● **DIRECTIONS FOR THIS TASK**: Present the data once more in exactly its original form.

◇ ◇ ◇ ◇ ◇ ◇ ◇

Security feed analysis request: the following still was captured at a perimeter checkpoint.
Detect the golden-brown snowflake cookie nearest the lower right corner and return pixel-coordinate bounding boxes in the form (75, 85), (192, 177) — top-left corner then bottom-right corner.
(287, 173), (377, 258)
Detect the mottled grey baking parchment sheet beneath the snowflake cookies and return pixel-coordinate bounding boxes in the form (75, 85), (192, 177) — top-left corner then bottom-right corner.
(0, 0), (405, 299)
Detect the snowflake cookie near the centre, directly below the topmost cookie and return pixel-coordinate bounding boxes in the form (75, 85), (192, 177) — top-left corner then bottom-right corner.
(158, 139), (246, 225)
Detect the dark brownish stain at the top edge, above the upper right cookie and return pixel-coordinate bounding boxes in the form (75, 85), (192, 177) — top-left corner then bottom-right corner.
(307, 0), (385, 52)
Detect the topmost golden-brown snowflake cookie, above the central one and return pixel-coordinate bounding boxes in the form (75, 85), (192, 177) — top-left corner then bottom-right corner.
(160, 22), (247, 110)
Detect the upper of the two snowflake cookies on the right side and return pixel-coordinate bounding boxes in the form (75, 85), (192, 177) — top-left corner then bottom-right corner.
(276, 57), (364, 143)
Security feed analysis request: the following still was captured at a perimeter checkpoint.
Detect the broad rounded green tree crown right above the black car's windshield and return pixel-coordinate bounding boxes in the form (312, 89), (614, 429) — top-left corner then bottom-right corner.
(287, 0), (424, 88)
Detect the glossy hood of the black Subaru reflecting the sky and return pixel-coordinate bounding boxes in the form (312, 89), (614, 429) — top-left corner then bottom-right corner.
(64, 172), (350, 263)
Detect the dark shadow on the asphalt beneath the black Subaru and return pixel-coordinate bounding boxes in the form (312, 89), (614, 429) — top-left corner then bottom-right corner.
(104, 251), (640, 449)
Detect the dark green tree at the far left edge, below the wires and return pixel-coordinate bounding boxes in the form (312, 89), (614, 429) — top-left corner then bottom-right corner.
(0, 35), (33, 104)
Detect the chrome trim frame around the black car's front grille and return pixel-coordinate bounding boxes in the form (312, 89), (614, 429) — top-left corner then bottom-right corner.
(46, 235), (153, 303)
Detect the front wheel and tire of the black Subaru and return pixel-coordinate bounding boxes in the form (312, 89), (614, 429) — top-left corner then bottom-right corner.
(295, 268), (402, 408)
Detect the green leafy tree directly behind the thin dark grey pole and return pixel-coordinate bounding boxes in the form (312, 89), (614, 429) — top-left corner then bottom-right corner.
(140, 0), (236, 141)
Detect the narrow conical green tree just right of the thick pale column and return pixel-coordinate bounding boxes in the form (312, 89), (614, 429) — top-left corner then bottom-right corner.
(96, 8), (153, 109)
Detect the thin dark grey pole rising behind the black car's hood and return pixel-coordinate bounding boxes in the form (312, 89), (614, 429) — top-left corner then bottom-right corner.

◇ ◇ ◇ ◇ ◇ ◇ ◇

● **SOLUTION TO THIS TASK**:
Security feed analysis request: the following still was captured at a perimeter checkpoint.
Detect the golden-brown snowflake cookie nearest the lower right corner and return pixel-coordinate bounding boxes in the form (75, 85), (192, 177) — top-left corner then bottom-right corner.
(287, 173), (377, 258)
Detect the mottled grey baking parchment sheet beneath the snowflake cookies and return pixel-coordinate bounding boxes in the form (75, 85), (192, 177) — top-left corner then bottom-right corner.
(0, 0), (405, 299)
Detect the snowflake cookie near the centre, directly below the topmost cookie and return pixel-coordinate bounding boxes in the form (75, 85), (192, 177) — top-left corner then bottom-right corner.
(158, 139), (246, 225)
Detect the dark brownish stain at the top edge, above the upper right cookie and return pixel-coordinate bounding boxes in the form (75, 85), (192, 177) — top-left corner then bottom-right corner.
(307, 0), (385, 52)
Detect the topmost golden-brown snowflake cookie, above the central one and return pixel-coordinate bounding boxes in the form (75, 85), (192, 177) — top-left corner then bottom-right corner.
(160, 22), (247, 110)
Detect the upper of the two snowflake cookies on the right side and return pixel-coordinate bounding boxes in the form (75, 85), (192, 177) — top-left corner then bottom-right corner.
(276, 57), (364, 143)
Security feed analysis request: the following still was captured at a perimeter checkpoint.
Detect the broad rounded green tree crown right above the black car's windshield and return pixel-coordinate bounding boxes in the form (312, 89), (614, 429) — top-left corner then bottom-right corner.
(287, 0), (424, 88)
Detect the glossy hood of the black Subaru reflecting the sky and return pixel-coordinate bounding boxes in the form (312, 89), (614, 429) — top-left corner then bottom-right corner.
(64, 172), (350, 263)
Detect the dark shadow on the asphalt beneath the black Subaru and return pixel-coordinate bounding boxes in the form (312, 89), (614, 429) — top-left corner then bottom-right corner.
(104, 251), (640, 449)
Detect the dark green tree at the far left edge, below the wires and return pixel-coordinate bounding boxes in the form (312, 89), (614, 429) — top-left corner then bottom-right corner.
(0, 35), (33, 104)
Detect the chrome trim frame around the black car's front grille and return pixel-coordinate bounding boxes in the form (312, 89), (614, 429) — top-left corner then bottom-right corner.
(46, 235), (153, 303)
Detect the front wheel and tire of the black Subaru and return pixel-coordinate bounding boxes in the form (312, 89), (614, 429) — top-left corner then bottom-right corner.
(295, 268), (402, 408)
Detect the green leafy tree directly behind the thin dark grey pole and return pixel-coordinate bounding boxes in the form (312, 89), (614, 429) — top-left corner then bottom-right corner.
(140, 0), (236, 141)
Detect the narrow conical green tree just right of the thick pale column and return pixel-coordinate bounding boxes in the form (312, 89), (614, 429) — top-left corner then bottom-right corner.
(96, 8), (153, 109)
Detect the thin dark grey pole rising behind the black car's hood and return pixel-coordinate bounding boxes in the form (312, 89), (614, 429) — top-left corner then bottom-right corner.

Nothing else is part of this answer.